**EXERCISE INSTRUCTIONS**
From the listing below, set down word for word the lines from the one containing "Task: set a pin on each instance of the child with" up to and including the one containing "point(423, 290)".

**SUPPLIED RECORDS**
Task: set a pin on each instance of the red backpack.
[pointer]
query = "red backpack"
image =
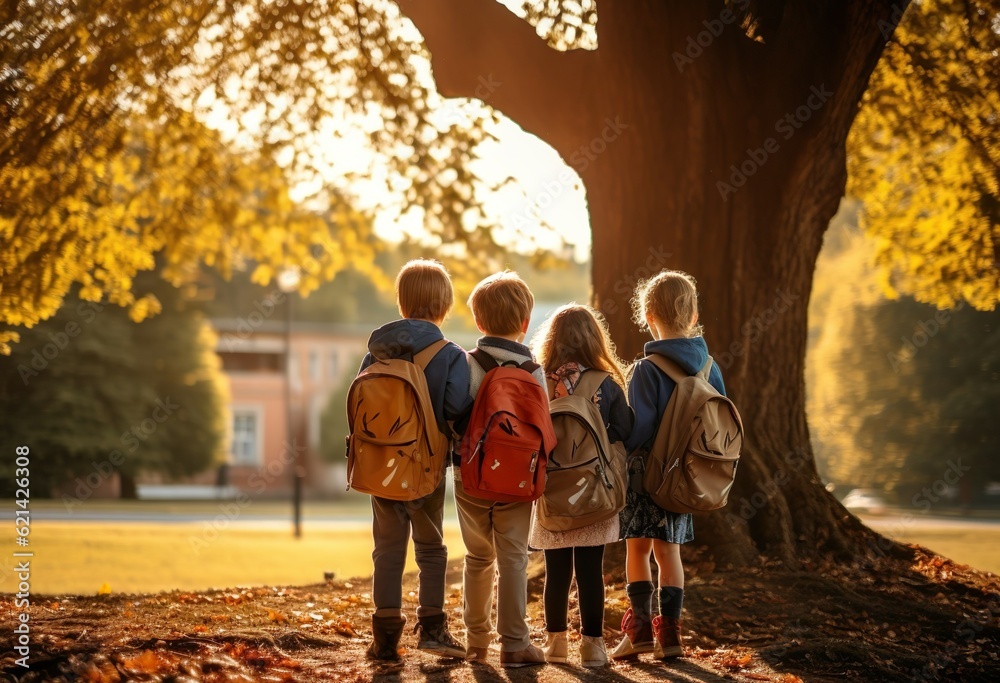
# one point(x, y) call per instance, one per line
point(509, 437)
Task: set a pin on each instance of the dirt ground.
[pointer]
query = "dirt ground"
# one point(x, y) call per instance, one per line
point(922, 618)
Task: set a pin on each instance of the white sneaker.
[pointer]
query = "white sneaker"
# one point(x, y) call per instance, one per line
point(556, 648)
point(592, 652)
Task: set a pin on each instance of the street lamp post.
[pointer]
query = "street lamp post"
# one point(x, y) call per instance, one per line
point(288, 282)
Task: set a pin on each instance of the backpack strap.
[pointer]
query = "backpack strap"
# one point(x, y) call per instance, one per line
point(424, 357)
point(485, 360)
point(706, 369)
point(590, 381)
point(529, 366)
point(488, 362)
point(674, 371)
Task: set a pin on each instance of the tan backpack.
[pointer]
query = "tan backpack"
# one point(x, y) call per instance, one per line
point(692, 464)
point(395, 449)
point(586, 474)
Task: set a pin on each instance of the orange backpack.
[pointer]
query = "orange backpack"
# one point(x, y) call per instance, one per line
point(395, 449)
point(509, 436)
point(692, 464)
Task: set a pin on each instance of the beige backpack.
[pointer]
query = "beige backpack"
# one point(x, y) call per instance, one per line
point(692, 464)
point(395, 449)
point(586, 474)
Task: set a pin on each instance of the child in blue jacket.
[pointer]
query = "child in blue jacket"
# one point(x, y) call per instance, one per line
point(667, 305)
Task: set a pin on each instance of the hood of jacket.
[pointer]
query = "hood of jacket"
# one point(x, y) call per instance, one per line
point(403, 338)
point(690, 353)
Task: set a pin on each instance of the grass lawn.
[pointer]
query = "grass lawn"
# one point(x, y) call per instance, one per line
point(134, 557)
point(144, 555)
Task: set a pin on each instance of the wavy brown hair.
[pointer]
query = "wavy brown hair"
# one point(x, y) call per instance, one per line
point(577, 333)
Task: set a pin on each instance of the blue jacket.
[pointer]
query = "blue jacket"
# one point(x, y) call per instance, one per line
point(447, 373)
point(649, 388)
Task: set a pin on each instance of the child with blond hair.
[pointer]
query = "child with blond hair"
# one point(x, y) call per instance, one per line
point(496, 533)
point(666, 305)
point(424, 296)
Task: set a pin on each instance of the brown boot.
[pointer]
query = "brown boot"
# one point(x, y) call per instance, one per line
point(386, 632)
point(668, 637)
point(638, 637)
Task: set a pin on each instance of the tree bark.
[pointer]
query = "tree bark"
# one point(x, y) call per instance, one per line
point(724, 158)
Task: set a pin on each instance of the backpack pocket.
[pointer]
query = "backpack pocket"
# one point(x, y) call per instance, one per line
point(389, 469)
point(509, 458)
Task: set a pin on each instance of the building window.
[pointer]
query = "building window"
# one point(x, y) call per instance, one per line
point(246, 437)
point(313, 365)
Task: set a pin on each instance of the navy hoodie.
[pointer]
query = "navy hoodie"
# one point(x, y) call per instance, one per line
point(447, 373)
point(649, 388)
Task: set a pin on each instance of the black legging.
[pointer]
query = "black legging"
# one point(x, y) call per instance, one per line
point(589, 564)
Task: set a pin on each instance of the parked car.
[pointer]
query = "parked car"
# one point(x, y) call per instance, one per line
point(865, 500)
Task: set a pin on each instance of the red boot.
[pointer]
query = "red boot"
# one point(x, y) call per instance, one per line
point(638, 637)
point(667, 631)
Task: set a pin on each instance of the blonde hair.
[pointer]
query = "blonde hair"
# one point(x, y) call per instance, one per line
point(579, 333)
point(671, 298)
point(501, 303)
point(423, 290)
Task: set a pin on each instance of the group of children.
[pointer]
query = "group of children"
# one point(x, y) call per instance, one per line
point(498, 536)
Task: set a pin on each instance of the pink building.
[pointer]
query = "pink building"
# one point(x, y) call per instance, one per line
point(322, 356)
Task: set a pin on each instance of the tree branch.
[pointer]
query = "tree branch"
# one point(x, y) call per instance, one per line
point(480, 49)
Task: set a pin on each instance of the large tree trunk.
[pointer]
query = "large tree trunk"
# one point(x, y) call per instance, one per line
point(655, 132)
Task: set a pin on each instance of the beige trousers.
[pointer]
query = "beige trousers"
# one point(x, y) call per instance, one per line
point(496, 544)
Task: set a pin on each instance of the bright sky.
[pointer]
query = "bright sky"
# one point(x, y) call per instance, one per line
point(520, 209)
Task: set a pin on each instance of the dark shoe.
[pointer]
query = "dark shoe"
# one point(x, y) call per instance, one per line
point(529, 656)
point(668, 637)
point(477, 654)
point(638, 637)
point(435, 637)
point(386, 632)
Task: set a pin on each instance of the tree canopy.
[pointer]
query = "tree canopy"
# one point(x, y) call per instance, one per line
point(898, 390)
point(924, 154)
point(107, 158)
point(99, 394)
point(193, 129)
==
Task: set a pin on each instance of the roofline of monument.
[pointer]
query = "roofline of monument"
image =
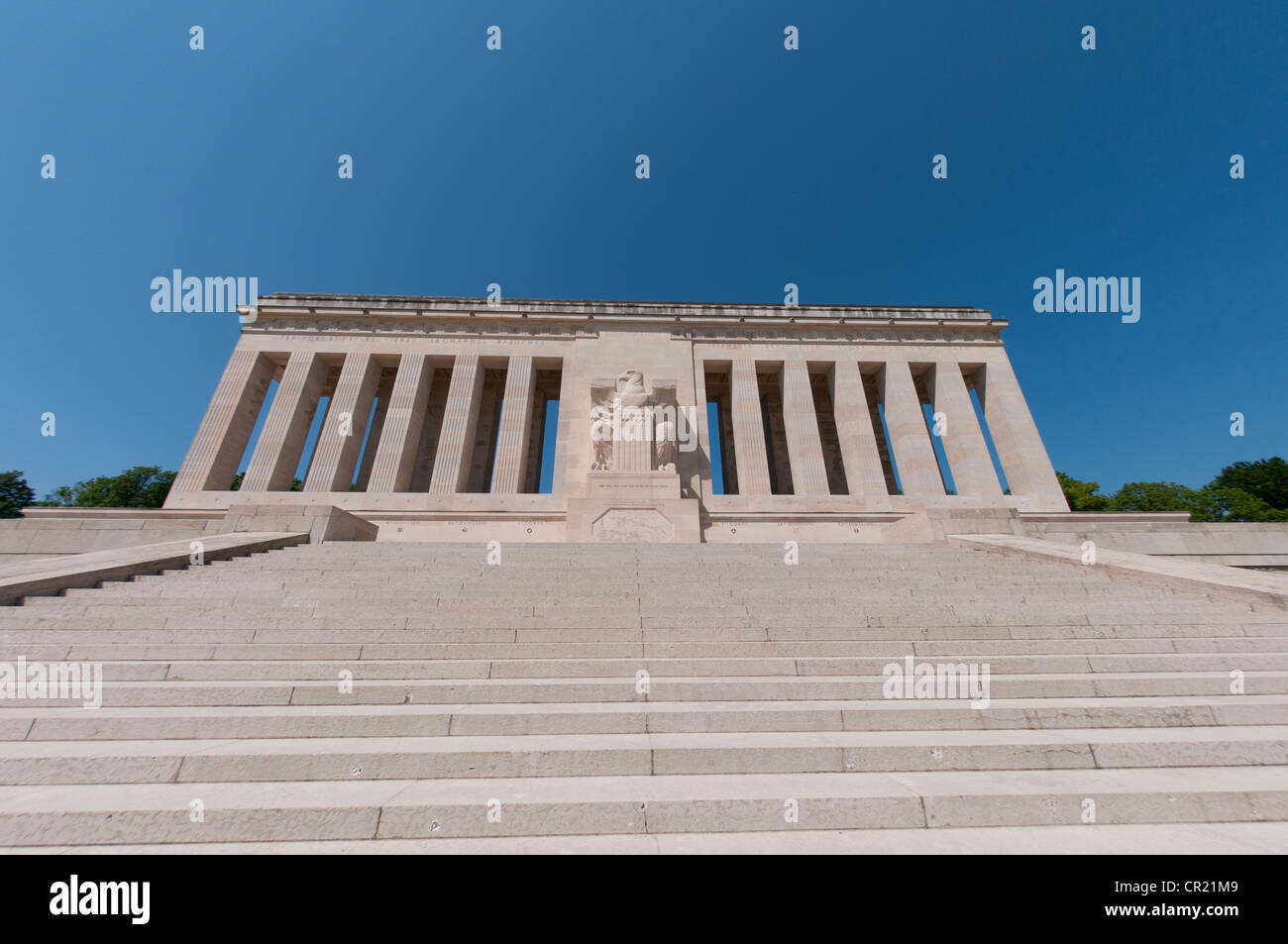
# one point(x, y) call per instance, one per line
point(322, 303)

**SOLUTION**
Task: set a pin on each instance of the child with blond hair.
[pointer]
query = "child with blond hair"
# one point(x, y) call per instance, one per line
point(496, 533)
point(666, 305)
point(424, 296)
Task: set a pin on each instance of the brown boot.
[pointer]
query = "brown boot"
# one point(x, y) call per instance, one per line
point(386, 632)
point(668, 637)
point(638, 637)
Task: set a pin on each instance of the tree bark.
[pointer]
query = "tree bark"
# one point(x, y) call per instance, one per line
point(724, 158)
Task: set a pin on each instance of the backpack pocket.
[pointer]
query = "backpack pocket"
# one point(x, y) call per instance, one per line
point(389, 469)
point(509, 458)
Task: set a pin on each instance of the building window.
[pointer]
query = "building window"
# one point(x, y) call per instance, one per line
point(246, 437)
point(313, 365)
Task: set a pin on each instance of the navy hoodie.
[pointer]
query = "navy hoodie"
# one point(x, y) call per instance, one per line
point(447, 373)
point(649, 388)
Task: set a pin on each instance of the black legging.
[pointer]
query = "black legging"
# one point(x, y) call per instance, one per line
point(589, 564)
Task: set a pin on each instance of the parked car.
[pointer]
query = "parked car"
# one point(x, y) call per instance, one per line
point(865, 500)
Task: set a pin on each instance of the red boot.
[pointer]
query = "red boot"
# one point(x, y) call per instance, one per line
point(638, 637)
point(667, 631)
Task: set a pin on each instance of the blonde hair.
[pointer]
query = "blonde hair"
# one point(x, y) call per instance, one per line
point(579, 333)
point(671, 298)
point(501, 303)
point(423, 290)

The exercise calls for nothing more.